STORED DATA:
════

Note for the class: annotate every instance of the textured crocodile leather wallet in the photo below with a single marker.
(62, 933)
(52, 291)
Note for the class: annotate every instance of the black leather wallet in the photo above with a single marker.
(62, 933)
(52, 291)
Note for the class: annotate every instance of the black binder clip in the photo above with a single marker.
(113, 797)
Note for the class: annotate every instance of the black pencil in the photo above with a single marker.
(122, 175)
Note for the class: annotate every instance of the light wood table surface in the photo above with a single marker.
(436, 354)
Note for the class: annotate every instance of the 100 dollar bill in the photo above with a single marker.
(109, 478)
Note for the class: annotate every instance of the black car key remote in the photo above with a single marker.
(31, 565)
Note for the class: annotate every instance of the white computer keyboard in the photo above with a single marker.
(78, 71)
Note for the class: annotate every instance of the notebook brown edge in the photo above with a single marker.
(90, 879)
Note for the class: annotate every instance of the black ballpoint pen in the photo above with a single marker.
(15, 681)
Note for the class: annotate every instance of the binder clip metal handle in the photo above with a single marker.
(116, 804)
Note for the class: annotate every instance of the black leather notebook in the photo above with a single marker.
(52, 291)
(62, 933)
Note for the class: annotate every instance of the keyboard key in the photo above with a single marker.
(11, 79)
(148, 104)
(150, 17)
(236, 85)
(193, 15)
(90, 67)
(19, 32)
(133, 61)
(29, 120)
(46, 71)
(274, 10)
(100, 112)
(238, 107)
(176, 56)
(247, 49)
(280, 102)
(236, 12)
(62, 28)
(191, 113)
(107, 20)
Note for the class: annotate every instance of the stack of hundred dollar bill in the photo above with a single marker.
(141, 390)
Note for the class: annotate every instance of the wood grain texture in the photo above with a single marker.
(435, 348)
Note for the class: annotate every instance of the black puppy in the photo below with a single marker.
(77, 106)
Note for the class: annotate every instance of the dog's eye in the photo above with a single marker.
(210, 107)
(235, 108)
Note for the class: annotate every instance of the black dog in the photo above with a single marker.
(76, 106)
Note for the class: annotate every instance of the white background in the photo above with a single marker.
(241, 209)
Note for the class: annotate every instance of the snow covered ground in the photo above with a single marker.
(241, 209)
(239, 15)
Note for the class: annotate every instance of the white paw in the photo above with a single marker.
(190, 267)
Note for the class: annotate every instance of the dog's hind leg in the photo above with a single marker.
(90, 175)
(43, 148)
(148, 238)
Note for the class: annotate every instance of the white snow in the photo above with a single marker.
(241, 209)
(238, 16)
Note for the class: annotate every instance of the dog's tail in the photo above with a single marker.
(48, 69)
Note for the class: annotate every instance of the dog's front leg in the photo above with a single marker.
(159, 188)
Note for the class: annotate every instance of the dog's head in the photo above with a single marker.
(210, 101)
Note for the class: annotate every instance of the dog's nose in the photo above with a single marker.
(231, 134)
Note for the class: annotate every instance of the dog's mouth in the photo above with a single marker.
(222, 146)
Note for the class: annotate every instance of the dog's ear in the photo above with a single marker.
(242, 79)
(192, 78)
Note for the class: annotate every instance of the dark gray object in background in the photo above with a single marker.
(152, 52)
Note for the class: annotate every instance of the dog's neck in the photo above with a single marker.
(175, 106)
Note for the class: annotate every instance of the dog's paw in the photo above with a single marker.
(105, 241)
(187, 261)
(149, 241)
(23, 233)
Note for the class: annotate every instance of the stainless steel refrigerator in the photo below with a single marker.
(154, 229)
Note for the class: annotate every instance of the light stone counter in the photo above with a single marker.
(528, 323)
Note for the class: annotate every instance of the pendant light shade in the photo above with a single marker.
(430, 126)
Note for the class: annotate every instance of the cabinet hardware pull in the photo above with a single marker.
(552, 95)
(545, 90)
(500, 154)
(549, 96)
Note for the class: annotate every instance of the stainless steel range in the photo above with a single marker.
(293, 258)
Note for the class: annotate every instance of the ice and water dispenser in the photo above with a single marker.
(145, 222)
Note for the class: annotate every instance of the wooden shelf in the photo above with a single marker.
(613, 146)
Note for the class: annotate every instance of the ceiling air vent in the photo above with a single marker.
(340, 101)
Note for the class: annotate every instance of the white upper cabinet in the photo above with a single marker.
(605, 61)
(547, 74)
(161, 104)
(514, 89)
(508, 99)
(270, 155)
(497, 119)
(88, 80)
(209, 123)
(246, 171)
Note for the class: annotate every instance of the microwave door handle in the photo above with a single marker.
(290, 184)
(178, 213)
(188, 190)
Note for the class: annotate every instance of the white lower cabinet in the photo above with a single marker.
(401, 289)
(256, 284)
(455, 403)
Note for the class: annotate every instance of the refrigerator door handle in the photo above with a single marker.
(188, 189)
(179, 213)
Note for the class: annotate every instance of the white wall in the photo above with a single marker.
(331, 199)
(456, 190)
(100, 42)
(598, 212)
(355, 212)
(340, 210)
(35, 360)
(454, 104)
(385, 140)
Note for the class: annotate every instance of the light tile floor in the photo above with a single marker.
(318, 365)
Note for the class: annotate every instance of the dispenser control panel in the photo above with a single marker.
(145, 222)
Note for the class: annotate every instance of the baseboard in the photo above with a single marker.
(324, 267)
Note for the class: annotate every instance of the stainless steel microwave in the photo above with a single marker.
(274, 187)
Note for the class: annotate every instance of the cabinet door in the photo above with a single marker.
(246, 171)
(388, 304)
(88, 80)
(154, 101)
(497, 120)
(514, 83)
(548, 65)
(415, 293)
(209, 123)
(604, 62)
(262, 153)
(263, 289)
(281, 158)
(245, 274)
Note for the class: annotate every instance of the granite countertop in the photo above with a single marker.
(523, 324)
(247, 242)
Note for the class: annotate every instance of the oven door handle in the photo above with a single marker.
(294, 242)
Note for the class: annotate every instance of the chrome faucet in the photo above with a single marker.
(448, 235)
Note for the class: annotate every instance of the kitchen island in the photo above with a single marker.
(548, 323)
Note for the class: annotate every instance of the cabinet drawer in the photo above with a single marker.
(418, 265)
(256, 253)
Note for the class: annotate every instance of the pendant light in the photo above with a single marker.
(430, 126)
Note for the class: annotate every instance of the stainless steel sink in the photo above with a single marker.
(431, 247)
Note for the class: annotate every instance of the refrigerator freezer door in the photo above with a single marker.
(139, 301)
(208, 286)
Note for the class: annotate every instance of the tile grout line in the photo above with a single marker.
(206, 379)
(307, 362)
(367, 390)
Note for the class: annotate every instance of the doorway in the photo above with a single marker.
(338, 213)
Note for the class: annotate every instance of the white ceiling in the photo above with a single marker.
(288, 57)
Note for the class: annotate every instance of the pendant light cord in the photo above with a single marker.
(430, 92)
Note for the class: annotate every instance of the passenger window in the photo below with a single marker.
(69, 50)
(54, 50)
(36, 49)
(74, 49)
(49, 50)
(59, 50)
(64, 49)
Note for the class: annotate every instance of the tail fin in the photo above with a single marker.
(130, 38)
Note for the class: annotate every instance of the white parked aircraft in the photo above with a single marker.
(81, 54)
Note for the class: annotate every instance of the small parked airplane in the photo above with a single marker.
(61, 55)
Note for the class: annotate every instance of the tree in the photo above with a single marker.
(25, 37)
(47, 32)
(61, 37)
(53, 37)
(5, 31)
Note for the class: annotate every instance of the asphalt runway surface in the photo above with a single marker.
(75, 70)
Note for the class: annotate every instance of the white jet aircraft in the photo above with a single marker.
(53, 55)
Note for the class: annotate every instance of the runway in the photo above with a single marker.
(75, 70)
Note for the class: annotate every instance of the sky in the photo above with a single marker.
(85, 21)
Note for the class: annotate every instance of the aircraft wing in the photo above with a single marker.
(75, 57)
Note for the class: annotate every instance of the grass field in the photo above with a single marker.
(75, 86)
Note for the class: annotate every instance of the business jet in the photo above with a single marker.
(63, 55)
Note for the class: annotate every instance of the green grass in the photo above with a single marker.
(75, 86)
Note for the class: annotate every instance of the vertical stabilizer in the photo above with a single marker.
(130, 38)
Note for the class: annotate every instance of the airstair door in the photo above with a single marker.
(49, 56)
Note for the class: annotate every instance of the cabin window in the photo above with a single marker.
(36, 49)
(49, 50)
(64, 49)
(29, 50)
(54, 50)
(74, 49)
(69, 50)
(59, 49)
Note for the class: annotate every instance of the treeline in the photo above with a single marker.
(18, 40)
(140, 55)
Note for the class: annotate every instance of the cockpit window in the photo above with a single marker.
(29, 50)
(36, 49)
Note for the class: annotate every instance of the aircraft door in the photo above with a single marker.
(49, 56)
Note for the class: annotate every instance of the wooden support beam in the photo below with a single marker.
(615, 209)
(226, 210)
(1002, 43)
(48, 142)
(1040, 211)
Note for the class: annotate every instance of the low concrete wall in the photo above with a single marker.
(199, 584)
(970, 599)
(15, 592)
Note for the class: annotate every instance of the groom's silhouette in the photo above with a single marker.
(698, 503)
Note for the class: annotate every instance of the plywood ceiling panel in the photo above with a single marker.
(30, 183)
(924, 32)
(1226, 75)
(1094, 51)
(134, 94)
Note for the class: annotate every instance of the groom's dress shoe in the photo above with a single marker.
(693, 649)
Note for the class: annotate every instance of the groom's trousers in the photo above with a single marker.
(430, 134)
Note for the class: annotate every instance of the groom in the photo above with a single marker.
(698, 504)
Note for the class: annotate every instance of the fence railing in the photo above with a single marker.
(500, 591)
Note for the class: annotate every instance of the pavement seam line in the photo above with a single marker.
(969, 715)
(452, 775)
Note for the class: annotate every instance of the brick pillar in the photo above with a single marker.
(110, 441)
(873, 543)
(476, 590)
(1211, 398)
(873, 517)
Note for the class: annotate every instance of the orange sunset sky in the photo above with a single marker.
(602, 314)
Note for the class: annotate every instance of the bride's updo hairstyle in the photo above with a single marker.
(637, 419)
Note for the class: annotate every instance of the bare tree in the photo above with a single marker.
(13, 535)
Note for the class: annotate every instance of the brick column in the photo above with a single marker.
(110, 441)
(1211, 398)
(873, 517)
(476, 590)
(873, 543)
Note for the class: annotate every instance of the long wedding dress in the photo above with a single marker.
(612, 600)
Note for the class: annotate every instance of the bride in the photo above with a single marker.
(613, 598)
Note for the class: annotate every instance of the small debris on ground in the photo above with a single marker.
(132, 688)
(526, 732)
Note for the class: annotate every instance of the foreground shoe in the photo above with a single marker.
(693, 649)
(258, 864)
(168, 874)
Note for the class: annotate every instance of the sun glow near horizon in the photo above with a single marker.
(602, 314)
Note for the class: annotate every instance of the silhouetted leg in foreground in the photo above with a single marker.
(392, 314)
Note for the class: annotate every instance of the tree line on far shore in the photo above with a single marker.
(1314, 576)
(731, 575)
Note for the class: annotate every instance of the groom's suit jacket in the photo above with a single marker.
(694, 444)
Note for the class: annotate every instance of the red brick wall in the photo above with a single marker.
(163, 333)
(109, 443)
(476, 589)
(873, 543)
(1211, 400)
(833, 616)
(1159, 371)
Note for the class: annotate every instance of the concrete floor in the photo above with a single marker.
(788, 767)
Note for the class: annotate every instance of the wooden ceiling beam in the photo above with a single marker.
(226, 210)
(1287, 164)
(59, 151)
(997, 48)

════

EXERCISE PROMPT:
Each line from the one containing "Note for the class: annotate every instance of the groom's suit" to the final line of the entries above must be returned exactly, and no other line may appear.

REPLY TO THE TASK:
Note for the class: annotate every instance of the groom's suit jacket in the photo above with a single marker.
(694, 444)
Note for the class: annotate every instance of the red brick wall in the photo above with a single marker.
(163, 333)
(109, 443)
(476, 589)
(873, 543)
(1211, 400)
(833, 616)
(1159, 371)
Note for the class: annotate every instance of the concrete floor in the photo above with a single marker.
(788, 767)
Note for the class: annotate every instance of the wooden ceiling beam in the photo above with a single marker.
(226, 210)
(1287, 164)
(59, 151)
(997, 48)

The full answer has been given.